## Problem details
Repeat the lines of the records below word for word, from the line with "Locate the exposed" up to and including the line with "pixel 123 389".

## Record excerpts
>> Begin

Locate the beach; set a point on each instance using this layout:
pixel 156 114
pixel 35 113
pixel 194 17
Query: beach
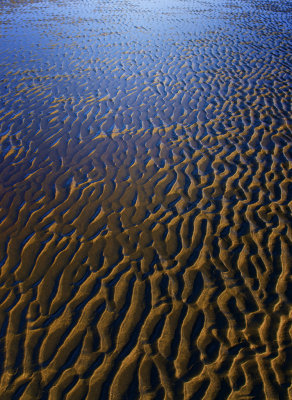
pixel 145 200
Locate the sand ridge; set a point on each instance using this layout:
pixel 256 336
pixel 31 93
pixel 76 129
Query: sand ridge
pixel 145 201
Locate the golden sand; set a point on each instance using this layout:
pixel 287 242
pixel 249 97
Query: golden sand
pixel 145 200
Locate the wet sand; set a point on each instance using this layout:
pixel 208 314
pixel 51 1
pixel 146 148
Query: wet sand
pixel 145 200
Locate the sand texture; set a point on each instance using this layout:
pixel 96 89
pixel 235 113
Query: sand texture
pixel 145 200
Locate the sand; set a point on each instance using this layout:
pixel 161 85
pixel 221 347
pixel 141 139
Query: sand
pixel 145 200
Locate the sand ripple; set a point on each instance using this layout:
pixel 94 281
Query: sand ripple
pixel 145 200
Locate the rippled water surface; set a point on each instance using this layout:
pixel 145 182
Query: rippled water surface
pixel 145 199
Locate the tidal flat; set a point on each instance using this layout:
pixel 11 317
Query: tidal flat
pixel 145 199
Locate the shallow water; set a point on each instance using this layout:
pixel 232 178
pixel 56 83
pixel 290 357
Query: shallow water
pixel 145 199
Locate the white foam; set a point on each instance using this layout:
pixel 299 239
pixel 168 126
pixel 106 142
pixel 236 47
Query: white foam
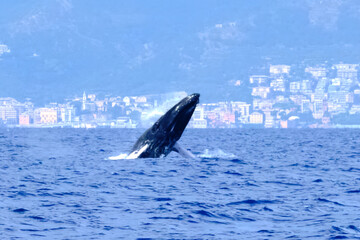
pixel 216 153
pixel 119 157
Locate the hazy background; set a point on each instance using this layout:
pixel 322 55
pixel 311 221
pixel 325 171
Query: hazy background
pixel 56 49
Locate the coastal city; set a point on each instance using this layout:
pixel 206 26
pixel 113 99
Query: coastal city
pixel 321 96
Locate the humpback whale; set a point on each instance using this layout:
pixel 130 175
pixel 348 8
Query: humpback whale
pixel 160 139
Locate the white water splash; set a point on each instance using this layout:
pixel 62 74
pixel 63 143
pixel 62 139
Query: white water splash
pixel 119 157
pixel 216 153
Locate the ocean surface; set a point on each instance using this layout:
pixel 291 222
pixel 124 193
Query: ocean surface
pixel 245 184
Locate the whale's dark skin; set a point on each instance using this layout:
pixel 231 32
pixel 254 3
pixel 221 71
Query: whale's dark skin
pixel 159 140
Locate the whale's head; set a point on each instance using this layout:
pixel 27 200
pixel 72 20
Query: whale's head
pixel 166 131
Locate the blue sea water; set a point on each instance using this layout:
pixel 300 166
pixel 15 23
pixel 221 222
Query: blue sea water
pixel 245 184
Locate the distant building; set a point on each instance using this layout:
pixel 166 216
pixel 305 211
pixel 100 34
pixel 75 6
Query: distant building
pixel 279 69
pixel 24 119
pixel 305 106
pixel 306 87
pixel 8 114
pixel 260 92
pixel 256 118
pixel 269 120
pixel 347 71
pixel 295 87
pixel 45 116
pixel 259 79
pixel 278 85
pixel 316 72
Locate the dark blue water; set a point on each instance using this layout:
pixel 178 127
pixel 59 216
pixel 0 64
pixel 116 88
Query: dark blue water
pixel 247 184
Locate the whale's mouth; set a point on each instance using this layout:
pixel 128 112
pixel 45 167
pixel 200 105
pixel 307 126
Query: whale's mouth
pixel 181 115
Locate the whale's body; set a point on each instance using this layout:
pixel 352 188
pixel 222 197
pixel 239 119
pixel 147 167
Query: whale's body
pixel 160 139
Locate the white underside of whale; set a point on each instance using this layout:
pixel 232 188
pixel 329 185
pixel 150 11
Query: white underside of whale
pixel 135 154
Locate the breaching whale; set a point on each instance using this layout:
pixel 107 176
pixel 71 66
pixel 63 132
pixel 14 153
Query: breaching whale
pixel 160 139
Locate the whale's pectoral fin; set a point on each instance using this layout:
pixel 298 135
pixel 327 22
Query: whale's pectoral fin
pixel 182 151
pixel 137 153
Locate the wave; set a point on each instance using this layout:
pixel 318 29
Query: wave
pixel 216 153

>> End
>> Begin

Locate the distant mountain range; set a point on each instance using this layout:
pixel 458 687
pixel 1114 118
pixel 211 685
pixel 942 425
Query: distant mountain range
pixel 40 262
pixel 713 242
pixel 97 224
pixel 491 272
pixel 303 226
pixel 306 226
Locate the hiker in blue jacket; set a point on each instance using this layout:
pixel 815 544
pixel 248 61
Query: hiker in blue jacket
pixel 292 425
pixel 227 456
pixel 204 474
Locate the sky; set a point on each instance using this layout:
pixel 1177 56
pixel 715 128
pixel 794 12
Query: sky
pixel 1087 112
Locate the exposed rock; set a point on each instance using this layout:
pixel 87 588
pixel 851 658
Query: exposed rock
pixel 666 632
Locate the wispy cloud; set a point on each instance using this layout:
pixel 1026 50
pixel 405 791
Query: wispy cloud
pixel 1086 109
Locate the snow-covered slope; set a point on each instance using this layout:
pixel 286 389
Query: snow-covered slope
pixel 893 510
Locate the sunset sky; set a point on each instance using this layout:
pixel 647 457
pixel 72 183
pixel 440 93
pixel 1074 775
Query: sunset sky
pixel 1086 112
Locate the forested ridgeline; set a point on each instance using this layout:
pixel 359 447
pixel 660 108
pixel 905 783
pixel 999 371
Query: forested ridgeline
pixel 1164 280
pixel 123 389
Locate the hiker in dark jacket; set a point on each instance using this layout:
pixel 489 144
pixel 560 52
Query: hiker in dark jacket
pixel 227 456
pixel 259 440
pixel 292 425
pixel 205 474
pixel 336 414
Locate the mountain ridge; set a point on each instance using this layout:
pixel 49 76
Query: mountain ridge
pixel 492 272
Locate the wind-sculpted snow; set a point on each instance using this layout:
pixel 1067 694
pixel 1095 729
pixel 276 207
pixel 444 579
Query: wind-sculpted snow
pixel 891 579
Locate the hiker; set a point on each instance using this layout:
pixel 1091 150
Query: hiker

>> End

## Exercise result
Locate the exposed rock; set a point on each instance using this layout:
pixel 87 588
pixel 851 658
Query: exposed rock
pixel 666 632
Locate the wispy cloud; set a point on each instance using this layout:
pixel 1026 50
pixel 405 791
Query: wispy cloud
pixel 1086 109
Locate the snow-covered slope; set a point on each instance using this layout:
pixel 286 389
Query: snow-covered slope
pixel 893 510
Locate the sunset sky; set a point on each instance using this layout:
pixel 647 457
pixel 72 183
pixel 440 93
pixel 1074 775
Query: sunset sky
pixel 1086 112
Locate the forested ridgeline; set a point on each instance using this layout:
pixel 359 447
pixel 660 108
pixel 905 783
pixel 999 371
Query: forested ridgeline
pixel 1164 280
pixel 123 389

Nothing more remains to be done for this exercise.